*Try it:* Continue the court summary of the assault case below, starting after its last sentence.

Officer Adams, who also responded to the initial dispatch, parked some distance away from the scene of the disturbance and approached on foot in order to catch anyone "fleeing the area." As he approached, he saw defendant, who he recognized. Officer Adams stated defendant was wearing a backwards baseball cap, a blue, white and gray stripped polo shirt, and black or dark-colored jeans. Defendant was on a bike, out of breath, and "his eye had some swelling." Officer Adams told defendant to wait and get down on the ground. Defendant did not comply, asserting he was not involved and had done nothing wrong. Officer Adams decided not to pursue defendant and instead went back to assist Officer Ruggles.
By that time, the additional dispatch relaying the manger's description and the information the suspect had been seen earlier talking to an African-American officer had been broadcast. Officer Adams, realizing this was referring to defendant, went to "contact the defendant a second time." He found defendant nearby, after a "30-second drive." Between Officer Adam's first and second contact, approximately 10 minutes had elapsed.
About two hours after he first responded to the scene, Officer Ruggles went to Marin General Hospital to speak with the victim, who was in a hospital bed and had suffered a two-inch laceration on his forehead and an abrasion on his right arm. The victim said he was approached by four to five individuals as he was walking alone down the street. These individuals began a fight, and one of them struck him "with a metal object," although he was not able to recall what it was. Someone also tried to grab his cell phone. The victim was able to get away, and then with the assistance of a friend, went home and later to the hospital. The victim could not identify any of the assailants.
Officer Ruggles then returned to the scene and located the blood-stained bedframe. He took a photograph, and the manager identified the frame as the one used in the fight. Neither defendant's fingerprints nor his DNA was found on the frame.
The district attorney filed a complaint alleging three counts: felony assault with a deadly weapon (§ 245, subd. (a)(1)—count 1), misdemeanor possession of drug paraphernalia (Health & Saf. Code, § 11364, subd. (a)—count 2) and misdemeanor possession of methamphetamine (Health & Saf. Code, § 11377, subd. (a)—count 3). As to count 1, it was further alleged defendant had suffered a prior felony strike (§§ 1170.12, subds. (a)-(d), 667, subds. (b), (i)). Defendant pleaded not guilty to all counts.
Four days before the preliminary hearing, the prosecutor advised that the district attorney was not going to strike the defendant's juvenile strike. That same day, defendant's trial counsel e-mailed the prosecutor with a "proposed resolution of a misdemeanor Penal Code section 243(d) with less than 180 days." The proposed resolution was not accepted, and the preliminary hearing went forward. The trial court ruled there was sufficient evidence to hold defendant to answer on the felony assault count, and certified the two misdemeanor counts to the superior court.
San Rafael Police Officer Remington Stobo also testified at the preliminary hearing that when he searched defendant he found a "bulbous glass pipe that had white residue" and based on his training and experience the pipe was used for methamphetamine. Defendant was searched again at jail, and Officer Stobo found "a clear plastic baggy containing a white crystalline substance" in defendant's sock which, based on Officer Stobo's training and experience, he believed was methamphetamine. The substance later tested positive for methamphetamine.

*Source data:*

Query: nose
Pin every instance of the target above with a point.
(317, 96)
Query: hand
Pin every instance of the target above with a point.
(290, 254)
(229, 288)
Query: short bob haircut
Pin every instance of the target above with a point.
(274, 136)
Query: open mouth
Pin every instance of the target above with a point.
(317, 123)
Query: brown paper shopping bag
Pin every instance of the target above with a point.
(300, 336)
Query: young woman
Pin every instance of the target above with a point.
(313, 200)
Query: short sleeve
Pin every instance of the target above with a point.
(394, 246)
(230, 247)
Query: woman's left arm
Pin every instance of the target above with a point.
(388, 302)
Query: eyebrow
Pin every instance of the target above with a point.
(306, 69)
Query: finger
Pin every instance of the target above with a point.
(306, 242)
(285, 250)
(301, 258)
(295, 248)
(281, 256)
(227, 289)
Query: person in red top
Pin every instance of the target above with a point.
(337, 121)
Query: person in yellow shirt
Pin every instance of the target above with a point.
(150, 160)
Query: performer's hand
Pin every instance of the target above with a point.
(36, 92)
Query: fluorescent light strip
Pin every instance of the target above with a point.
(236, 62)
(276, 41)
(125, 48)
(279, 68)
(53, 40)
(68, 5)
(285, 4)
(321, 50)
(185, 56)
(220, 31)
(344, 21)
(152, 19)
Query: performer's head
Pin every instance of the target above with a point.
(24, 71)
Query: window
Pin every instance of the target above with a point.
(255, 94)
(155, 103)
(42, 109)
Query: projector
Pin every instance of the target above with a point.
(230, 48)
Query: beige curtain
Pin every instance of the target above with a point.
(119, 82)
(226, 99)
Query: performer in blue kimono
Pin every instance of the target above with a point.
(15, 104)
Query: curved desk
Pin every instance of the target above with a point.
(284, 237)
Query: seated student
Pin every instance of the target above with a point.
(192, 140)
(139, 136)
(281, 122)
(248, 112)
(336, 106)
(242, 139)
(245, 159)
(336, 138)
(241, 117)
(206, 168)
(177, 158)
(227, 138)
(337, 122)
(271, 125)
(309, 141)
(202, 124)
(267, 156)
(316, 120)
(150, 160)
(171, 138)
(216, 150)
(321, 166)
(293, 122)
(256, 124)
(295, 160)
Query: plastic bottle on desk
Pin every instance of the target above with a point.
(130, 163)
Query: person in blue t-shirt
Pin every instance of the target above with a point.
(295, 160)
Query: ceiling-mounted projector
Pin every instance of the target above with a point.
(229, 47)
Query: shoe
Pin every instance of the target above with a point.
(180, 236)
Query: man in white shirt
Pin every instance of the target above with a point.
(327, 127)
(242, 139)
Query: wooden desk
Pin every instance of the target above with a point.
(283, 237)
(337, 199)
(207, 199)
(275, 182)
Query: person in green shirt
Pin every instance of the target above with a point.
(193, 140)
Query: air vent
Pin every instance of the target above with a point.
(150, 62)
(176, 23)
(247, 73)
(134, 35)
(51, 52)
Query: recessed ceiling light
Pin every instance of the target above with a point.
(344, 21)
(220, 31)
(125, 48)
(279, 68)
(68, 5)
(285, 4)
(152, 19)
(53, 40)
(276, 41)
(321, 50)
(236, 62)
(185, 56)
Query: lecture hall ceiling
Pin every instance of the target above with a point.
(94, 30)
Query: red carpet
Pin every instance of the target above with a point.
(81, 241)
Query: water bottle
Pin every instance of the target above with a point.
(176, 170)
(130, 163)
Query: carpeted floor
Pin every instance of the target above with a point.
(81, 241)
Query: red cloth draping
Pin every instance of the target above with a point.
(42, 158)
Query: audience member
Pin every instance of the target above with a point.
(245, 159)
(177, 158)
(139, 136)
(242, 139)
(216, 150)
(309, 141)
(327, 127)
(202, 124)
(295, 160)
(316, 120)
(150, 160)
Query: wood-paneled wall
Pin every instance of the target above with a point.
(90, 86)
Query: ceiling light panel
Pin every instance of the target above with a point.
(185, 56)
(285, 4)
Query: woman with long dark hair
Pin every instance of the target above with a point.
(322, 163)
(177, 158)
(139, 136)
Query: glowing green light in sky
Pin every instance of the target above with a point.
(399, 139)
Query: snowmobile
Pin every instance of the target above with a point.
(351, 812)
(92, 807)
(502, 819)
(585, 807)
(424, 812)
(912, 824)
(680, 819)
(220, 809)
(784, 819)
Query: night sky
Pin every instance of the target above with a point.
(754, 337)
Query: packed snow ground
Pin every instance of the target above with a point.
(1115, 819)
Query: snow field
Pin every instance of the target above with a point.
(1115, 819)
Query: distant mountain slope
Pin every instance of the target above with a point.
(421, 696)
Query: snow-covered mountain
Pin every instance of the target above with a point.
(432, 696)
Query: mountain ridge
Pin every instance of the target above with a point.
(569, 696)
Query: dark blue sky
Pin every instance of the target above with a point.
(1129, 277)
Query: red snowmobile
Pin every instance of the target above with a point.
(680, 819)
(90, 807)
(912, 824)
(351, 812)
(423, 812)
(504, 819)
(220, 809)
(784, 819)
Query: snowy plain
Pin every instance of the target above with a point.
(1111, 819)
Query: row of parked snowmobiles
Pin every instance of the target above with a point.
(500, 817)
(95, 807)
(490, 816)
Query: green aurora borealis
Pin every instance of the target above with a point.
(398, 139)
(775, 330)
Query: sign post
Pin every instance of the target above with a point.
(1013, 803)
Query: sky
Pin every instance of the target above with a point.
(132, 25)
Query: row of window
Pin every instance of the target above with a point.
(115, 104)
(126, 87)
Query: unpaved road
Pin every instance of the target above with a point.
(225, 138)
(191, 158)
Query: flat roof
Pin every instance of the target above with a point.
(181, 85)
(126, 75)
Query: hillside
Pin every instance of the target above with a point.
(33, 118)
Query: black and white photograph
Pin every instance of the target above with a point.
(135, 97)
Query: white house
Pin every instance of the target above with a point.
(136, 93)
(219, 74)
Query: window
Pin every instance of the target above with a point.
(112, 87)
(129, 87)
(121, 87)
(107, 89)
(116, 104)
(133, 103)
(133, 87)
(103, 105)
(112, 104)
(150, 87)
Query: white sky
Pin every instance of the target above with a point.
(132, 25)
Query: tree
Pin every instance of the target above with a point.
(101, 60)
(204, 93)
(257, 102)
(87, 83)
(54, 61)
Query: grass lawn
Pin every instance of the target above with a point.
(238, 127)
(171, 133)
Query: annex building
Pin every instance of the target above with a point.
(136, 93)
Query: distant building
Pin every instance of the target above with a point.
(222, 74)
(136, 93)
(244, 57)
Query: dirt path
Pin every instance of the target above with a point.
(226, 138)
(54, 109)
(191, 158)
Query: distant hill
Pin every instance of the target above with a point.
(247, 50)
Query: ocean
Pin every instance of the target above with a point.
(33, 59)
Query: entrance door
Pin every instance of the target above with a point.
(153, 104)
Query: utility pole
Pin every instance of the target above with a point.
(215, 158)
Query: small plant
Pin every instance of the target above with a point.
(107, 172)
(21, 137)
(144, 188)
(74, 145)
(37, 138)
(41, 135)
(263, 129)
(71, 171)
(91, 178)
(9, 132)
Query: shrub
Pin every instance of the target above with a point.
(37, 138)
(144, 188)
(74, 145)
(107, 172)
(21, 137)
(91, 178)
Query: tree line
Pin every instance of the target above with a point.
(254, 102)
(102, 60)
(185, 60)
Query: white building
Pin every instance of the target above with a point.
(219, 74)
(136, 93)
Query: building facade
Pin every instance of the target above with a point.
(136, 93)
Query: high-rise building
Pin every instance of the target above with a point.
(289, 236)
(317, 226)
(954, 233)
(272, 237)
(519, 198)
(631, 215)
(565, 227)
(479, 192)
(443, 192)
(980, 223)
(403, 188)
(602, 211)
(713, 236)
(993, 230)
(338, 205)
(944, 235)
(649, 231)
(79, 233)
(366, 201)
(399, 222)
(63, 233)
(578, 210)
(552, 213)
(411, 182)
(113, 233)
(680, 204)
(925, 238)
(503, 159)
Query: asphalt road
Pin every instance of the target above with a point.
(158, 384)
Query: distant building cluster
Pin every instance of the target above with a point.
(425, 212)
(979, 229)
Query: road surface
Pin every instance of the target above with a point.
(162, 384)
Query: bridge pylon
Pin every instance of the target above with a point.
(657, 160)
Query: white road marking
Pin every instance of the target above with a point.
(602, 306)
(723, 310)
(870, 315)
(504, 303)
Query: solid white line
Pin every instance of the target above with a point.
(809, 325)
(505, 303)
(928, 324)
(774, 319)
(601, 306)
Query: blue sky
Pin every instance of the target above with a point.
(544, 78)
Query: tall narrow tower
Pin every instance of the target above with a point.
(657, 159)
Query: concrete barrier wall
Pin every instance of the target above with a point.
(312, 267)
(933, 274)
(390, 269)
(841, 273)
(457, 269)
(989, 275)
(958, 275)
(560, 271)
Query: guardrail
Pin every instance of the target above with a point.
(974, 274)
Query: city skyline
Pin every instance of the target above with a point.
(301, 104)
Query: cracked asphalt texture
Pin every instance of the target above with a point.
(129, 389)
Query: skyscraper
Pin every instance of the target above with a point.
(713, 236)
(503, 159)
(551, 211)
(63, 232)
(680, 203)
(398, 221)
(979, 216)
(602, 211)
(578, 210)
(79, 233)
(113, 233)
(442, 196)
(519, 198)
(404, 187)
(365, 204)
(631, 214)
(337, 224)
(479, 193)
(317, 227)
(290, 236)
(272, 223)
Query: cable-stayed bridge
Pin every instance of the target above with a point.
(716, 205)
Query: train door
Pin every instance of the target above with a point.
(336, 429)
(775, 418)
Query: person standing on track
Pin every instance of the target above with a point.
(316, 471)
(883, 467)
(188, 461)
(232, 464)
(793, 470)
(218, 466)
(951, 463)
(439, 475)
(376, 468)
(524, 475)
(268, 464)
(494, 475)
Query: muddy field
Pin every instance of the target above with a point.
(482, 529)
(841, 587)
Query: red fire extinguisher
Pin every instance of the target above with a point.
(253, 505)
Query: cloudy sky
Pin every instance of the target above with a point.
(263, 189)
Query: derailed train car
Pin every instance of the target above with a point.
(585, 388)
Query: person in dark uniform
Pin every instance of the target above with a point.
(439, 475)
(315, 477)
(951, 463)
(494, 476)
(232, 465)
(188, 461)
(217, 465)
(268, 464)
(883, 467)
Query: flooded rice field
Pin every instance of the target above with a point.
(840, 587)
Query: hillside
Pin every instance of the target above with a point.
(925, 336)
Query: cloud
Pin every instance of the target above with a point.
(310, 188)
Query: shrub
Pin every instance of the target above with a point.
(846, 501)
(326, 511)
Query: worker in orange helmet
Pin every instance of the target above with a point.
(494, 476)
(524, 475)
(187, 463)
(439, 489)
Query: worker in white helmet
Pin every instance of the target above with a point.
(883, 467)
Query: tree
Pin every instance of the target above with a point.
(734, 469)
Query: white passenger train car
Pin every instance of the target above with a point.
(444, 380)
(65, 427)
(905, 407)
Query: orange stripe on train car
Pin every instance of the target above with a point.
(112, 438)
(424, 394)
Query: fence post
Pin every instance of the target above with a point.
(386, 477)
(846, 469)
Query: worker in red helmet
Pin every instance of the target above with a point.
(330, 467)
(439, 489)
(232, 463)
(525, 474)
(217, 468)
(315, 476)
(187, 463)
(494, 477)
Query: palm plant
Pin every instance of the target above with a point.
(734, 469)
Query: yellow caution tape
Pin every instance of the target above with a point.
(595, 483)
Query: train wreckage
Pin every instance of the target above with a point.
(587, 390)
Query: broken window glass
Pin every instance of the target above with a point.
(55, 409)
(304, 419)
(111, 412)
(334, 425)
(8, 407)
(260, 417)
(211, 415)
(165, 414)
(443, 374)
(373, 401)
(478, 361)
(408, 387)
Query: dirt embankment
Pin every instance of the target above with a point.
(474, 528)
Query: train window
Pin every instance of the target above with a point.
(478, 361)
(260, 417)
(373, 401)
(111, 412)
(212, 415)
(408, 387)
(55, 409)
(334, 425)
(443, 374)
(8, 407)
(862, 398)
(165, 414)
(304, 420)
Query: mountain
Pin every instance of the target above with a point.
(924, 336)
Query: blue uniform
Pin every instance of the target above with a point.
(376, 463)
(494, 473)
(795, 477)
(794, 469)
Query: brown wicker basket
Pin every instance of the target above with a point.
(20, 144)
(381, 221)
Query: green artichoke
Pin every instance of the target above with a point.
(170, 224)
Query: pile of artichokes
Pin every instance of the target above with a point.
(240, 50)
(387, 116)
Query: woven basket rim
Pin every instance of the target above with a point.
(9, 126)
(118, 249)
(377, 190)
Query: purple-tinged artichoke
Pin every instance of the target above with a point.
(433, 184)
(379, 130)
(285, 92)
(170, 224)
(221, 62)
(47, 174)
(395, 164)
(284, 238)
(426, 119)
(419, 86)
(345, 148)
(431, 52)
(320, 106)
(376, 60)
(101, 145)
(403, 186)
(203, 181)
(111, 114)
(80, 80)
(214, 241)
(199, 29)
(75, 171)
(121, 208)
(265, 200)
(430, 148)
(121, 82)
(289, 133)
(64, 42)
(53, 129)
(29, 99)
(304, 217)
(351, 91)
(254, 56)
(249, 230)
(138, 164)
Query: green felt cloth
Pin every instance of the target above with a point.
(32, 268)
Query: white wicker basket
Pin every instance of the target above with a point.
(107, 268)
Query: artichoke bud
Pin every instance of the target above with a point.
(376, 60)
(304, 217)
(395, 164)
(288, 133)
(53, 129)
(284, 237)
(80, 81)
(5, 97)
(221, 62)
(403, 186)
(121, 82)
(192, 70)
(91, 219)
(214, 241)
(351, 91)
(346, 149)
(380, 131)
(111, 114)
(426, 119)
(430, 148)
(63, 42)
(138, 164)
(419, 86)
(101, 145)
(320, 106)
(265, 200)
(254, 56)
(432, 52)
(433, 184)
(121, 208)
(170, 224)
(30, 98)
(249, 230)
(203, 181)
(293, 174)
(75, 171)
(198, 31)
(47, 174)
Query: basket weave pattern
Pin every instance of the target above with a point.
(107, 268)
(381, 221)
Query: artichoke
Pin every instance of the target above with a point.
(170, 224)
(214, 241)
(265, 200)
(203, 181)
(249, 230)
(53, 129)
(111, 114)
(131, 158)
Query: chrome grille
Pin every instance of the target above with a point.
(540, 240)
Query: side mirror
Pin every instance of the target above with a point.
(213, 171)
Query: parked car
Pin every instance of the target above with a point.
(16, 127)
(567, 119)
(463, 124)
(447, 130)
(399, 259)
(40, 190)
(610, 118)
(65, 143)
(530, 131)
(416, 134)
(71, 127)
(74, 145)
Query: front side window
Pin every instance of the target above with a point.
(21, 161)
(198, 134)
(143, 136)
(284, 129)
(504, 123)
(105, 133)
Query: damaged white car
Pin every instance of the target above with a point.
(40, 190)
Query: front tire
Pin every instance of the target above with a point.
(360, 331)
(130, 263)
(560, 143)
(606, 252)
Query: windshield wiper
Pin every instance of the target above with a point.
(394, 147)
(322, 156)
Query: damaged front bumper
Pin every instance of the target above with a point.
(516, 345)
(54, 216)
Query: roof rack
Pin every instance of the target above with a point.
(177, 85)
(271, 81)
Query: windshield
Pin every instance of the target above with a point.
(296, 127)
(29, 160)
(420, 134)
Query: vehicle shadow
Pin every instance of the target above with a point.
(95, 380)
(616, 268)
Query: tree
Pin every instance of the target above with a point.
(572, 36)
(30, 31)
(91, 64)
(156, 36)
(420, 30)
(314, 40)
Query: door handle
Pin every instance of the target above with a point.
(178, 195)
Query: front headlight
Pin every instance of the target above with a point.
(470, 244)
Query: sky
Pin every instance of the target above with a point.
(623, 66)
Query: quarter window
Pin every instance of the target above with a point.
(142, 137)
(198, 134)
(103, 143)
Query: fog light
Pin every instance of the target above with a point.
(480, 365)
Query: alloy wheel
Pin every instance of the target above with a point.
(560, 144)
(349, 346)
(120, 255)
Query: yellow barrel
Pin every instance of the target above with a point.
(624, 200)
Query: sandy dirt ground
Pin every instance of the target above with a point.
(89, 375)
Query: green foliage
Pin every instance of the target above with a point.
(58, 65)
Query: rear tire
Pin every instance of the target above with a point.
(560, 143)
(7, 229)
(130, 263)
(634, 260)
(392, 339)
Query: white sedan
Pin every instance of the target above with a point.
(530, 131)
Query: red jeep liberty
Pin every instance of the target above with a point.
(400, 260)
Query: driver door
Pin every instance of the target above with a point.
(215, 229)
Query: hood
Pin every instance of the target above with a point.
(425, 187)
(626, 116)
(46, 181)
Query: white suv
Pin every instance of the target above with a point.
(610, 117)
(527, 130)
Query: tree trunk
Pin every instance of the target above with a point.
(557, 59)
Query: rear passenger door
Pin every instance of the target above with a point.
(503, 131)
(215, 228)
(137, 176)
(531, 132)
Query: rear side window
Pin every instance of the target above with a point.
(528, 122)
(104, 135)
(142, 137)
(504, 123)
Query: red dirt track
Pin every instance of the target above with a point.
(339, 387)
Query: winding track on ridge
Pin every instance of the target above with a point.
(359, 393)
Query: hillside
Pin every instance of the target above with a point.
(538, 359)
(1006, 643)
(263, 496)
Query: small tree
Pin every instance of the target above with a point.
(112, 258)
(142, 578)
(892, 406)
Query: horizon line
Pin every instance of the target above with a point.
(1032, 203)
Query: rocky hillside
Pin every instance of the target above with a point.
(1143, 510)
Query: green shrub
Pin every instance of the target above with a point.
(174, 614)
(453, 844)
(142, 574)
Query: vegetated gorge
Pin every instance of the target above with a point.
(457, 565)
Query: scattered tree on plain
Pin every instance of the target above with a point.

*Response area:*
After the preliminary hearing, defense counsel once again e-mailed the prosecutor with a proposed disposition of a "misdemeanor PC 243(d) with less than 180 days and a clean amended complaint." Counsel cited to the fact that the manager witness was not very reliable, as she had a prior arrest record, which included an arrest "for perjury and conviction for welfare fraud, based in part on the submission of fraudulently altered documents," she was 150 feet away from the incident, said "that she would not be able to identify anybody involved in the incident," and that when she first called 911 she did not remember anyone's clothing and when she did describe the clothing she "did not say that the man with the striped shirt and black cap hit another man with a bed frame." Counsel further pointed out that the victim could not identify defendant. He also included a letter from his investigator, Investigator Lopez, who had interviewed the manager witness. In the interview, the witness said "the scene was somewhat chaotic," but she saw a "young man . . . wearing a white polo shirt with gray stripes, a dark colored cap and dark colored jeans" hit the victim with a bed frame. However, she repeatedly "emphasized" that she would not be able to identify anyone from the incident. Indeed, the next day, she called Investigator Lopez to again tell him she could not identify the perpetrators.
"[I]n reliance on the terms of the proposed resolution," the district attorney filed an information charging defendant with one count each of misdemeanor battery with serious bodily injury (§ 243, subd. (d)), misdemeanor possession of drug paraphernalia and misdemeanor possession of methamphetamine. On October 10, 2017, defendant pleaded guilty to count 1 pursuant to an Alford/West plea, and the remaining counts were dismissed (§ 1385). That same day, the trial court suspended imposition of sentence and placed defendant on three years' informal probation.
North Carolina v. Alford (1970) 400 U.S. 25; People v. West (1970) 3 Cal.3d 595.
Four months later, while in ICE custody, defendant, represented by new counsel, filed a motion to withdraw his guilty plea (§ 1018). Defendant asserted good cause existed to grant the motion because his new attorney's investigator, Investigator Thompson, had interviewed not only the manager witness, but also K.M. and J.L., and discovered additional exculpatory information.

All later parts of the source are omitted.